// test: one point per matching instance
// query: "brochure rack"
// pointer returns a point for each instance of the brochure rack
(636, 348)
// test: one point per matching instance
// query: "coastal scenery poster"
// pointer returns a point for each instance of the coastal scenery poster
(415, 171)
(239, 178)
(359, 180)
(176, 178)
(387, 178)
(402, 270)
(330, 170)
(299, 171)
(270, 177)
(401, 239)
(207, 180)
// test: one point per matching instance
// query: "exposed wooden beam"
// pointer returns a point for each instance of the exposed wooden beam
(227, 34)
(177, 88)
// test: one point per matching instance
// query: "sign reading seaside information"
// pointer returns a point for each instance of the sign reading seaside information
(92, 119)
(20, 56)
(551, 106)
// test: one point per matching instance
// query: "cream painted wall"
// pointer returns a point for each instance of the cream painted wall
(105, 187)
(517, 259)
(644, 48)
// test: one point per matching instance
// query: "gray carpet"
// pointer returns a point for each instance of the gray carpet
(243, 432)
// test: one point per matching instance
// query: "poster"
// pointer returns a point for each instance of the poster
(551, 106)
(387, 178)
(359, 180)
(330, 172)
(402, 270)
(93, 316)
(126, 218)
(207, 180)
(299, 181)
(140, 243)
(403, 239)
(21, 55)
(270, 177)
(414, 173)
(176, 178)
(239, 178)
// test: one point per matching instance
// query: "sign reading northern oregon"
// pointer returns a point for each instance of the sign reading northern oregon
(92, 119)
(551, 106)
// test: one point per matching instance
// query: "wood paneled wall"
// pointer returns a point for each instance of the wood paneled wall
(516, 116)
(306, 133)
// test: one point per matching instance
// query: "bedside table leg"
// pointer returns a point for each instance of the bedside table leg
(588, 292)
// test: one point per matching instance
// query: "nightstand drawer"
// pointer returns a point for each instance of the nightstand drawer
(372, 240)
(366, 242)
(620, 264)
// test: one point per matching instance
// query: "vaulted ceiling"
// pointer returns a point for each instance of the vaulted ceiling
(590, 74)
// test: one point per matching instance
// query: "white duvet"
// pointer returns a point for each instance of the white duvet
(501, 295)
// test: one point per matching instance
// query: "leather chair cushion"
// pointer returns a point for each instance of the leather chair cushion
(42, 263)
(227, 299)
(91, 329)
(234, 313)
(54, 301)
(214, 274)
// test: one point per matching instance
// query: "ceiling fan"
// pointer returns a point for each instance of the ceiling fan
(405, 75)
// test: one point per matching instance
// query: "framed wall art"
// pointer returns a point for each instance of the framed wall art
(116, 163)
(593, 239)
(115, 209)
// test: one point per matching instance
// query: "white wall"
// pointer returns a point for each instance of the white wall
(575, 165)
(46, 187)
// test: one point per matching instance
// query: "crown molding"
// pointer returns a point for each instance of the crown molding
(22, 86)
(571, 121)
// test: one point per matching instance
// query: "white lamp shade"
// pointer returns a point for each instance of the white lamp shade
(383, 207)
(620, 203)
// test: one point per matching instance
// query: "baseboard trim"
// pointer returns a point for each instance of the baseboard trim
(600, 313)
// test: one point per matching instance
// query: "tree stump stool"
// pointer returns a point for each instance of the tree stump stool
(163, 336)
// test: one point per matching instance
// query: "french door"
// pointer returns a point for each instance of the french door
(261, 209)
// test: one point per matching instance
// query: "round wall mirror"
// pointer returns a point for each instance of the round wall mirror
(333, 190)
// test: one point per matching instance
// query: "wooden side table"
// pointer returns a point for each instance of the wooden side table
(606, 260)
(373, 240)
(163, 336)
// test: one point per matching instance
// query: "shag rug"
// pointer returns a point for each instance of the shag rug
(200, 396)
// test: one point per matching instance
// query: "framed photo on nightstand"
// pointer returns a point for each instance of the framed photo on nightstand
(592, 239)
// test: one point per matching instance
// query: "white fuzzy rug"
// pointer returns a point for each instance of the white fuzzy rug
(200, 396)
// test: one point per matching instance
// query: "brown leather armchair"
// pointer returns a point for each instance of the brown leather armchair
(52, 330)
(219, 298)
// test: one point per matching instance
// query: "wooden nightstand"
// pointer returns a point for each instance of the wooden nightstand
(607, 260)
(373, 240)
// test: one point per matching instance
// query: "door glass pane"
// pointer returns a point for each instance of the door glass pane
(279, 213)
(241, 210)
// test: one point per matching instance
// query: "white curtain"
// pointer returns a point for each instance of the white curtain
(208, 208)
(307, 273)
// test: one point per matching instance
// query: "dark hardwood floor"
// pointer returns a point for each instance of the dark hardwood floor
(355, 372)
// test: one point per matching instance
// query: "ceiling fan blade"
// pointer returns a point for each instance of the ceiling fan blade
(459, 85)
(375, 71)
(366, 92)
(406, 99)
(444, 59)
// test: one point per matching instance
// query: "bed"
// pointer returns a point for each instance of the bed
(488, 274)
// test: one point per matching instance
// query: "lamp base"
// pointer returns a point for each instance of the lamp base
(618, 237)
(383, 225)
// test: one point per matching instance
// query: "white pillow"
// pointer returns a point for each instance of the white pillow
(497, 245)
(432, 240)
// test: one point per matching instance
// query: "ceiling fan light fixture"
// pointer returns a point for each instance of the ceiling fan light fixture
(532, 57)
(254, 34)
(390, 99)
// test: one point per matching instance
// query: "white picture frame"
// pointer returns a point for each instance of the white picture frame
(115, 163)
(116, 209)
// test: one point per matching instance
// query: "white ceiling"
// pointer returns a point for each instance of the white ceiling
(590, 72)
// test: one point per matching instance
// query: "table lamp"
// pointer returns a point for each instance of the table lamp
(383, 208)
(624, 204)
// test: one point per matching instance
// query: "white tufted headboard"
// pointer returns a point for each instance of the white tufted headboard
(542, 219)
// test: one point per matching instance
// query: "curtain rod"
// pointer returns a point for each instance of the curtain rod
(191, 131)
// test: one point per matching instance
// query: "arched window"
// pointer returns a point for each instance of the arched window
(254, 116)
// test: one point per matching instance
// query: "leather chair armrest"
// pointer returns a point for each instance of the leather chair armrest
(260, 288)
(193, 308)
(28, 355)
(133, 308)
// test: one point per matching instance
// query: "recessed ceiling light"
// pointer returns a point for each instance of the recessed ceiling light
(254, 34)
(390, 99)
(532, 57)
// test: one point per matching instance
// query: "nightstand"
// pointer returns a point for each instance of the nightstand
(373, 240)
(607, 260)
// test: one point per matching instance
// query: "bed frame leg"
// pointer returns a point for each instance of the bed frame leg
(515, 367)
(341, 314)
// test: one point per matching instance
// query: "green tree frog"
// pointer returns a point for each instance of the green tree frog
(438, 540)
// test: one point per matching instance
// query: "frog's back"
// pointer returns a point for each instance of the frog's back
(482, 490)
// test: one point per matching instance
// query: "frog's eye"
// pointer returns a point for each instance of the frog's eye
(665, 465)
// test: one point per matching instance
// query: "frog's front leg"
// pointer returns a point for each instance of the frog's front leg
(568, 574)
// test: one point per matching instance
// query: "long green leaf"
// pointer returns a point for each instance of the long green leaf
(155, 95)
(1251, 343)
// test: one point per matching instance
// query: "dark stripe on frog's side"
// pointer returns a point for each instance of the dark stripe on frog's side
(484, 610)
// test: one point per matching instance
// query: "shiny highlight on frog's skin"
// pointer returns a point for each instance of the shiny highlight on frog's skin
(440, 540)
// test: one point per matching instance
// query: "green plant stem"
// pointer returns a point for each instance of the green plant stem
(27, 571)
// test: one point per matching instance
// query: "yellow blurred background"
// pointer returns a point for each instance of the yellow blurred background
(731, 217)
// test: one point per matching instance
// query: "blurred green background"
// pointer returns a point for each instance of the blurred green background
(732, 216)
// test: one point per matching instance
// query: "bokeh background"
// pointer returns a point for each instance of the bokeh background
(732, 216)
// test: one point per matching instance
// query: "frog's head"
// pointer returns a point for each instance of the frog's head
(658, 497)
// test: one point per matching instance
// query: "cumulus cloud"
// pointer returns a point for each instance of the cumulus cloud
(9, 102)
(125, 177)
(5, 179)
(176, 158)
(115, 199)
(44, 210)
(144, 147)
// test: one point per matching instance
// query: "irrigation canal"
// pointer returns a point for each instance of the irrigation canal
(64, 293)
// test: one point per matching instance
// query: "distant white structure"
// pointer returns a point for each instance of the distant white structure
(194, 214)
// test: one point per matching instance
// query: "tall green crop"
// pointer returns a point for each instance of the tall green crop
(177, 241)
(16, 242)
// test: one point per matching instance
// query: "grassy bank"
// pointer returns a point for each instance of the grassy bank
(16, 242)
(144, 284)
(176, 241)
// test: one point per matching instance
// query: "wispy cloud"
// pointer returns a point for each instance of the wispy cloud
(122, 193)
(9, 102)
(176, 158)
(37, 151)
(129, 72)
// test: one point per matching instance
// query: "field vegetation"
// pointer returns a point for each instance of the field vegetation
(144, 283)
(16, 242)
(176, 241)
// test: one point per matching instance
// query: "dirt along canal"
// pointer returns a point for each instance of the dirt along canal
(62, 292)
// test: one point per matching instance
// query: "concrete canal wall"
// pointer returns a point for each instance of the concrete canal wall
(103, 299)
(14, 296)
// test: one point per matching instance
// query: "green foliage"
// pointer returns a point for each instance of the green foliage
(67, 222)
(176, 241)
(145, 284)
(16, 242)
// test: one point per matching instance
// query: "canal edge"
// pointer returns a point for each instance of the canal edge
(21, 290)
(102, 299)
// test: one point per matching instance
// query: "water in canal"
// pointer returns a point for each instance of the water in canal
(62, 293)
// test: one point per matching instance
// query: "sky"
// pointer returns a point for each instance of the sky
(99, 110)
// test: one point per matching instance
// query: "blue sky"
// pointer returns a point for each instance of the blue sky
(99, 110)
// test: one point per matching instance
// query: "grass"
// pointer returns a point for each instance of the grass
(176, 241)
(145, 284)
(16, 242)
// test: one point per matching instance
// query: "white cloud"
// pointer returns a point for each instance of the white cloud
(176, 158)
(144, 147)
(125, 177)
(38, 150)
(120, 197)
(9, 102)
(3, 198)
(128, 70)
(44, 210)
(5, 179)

Problem requirements. Collect each line in the listing above that contains the word "cumulus", and copy each one in full.

Output of the task.
// query: "cumulus cloud"
// pointer returns a point for each instance of the cumulus cloud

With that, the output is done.